» ACTION ITEM
Write what comes next in the numbered travel tips below, starting after the fifth tip.

» EXTRACT PROVIDED
---

1. Always have a phone with a local SIM card for making emergency calls and using the internet, and remember to keep it topped up. This has saved my bacon on many an occasion.
2. Take screenshots of map locations and hotel reservations in case the Internet won’t load or you can’t access email confirmations on your phone.
3. Always have the address of your destination in the native language so that you can show taxi drivers etc. Google usually shows both English and the native language.
4. Always keep a photocopy of your passport and visa in a separate place to the original, and a few spare passport photos. Also a great idea to keep photos of your important documents online in Dropbox in case your whole bag goes missing.
5. Read traveller forums. They really do contain useful on-the-ground information, but don’t forget to check the dates of postings. And don’t get freaked out by alarmist warnings. Forums contain a lot of posts by fearful or overly cautious people. Keep a level head.

---

[Items stored in a collection]
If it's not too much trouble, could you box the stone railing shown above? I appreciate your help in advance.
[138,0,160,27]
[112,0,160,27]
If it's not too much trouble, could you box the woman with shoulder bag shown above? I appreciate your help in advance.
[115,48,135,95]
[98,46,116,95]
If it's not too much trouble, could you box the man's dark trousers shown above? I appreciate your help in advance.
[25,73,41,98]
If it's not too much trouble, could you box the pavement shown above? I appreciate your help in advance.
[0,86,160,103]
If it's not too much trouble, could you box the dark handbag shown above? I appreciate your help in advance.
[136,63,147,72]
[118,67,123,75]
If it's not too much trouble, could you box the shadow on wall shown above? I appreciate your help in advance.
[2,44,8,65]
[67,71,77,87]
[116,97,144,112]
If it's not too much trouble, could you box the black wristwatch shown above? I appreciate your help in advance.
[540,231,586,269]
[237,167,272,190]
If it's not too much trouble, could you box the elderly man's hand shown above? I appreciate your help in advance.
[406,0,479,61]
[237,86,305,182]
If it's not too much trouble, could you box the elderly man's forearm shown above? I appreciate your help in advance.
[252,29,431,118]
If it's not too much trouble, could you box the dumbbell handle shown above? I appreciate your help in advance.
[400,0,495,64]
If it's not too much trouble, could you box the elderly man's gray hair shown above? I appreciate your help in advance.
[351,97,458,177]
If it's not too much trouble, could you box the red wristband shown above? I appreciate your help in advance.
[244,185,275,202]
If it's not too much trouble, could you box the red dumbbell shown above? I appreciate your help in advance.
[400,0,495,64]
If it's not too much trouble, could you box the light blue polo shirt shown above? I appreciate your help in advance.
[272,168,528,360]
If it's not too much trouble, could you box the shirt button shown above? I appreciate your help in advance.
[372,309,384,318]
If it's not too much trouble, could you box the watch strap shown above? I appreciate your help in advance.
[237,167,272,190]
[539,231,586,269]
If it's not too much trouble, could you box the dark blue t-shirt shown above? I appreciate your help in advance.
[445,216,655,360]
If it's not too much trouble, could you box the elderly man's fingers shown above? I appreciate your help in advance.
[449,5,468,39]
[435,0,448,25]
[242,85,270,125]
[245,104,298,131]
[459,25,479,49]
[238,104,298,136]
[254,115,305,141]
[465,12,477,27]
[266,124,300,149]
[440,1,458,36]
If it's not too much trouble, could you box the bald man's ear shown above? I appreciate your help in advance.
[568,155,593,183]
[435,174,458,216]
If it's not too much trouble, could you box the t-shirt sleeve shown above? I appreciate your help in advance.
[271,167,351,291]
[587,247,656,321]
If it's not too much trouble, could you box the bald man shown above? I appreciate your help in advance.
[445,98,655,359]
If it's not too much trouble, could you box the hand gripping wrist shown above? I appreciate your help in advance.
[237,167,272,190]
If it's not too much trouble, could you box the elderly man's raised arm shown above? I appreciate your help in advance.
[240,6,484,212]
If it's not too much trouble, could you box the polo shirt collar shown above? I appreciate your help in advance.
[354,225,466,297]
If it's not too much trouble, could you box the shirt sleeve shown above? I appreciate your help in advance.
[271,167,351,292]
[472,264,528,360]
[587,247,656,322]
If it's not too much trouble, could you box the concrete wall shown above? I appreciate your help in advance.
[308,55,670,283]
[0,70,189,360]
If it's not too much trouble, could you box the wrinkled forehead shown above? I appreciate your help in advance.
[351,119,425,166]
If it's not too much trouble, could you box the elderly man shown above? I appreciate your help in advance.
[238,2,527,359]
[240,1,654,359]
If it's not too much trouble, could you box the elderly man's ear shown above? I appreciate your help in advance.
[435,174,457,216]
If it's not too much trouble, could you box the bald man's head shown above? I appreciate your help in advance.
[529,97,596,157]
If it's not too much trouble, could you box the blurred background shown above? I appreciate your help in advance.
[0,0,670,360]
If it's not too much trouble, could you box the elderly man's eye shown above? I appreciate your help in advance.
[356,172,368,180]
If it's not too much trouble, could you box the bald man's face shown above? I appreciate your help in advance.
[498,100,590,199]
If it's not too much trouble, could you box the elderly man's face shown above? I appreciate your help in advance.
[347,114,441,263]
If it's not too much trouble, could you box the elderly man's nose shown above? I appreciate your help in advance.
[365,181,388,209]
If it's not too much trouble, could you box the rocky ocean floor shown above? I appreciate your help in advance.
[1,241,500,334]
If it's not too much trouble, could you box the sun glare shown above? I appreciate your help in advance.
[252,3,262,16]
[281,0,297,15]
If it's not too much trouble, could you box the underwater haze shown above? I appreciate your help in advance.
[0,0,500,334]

---

» ANSWER SECTION
6. Trust your intuition / gut instincts. They are there for a very good reason. Sometimes people will try to persuade you out of them. Don’t be afraid to come across as ‘difficult’ because your instincts are flagging something up. Recently, a man I met tried to persuade me to walk across a rocky beach outcrop in the dark, in order to reach a bar on the other side. I was firm and said there was absolutely no way I would risk twisting an ankle on wet, dark rocks, just to have a beer at the other end. The man was absolutely incredulous that I wouldn’t go with him, even trying to shame me for being unadventurous. I could not care less. My own self-care is a priority. Never feel guilty about saying ‘No’ to anything.
7. Always have a good torch, and a whistle. Don’t rely on the torch app on your phone in case you lose battery life.
8. And speaking of battery, always have a charger cell with you for emergency electricity-free charging.
9. Smiling goes a long way in being treated fairly. Especially (but not always) when booking bus, train or boat tickets.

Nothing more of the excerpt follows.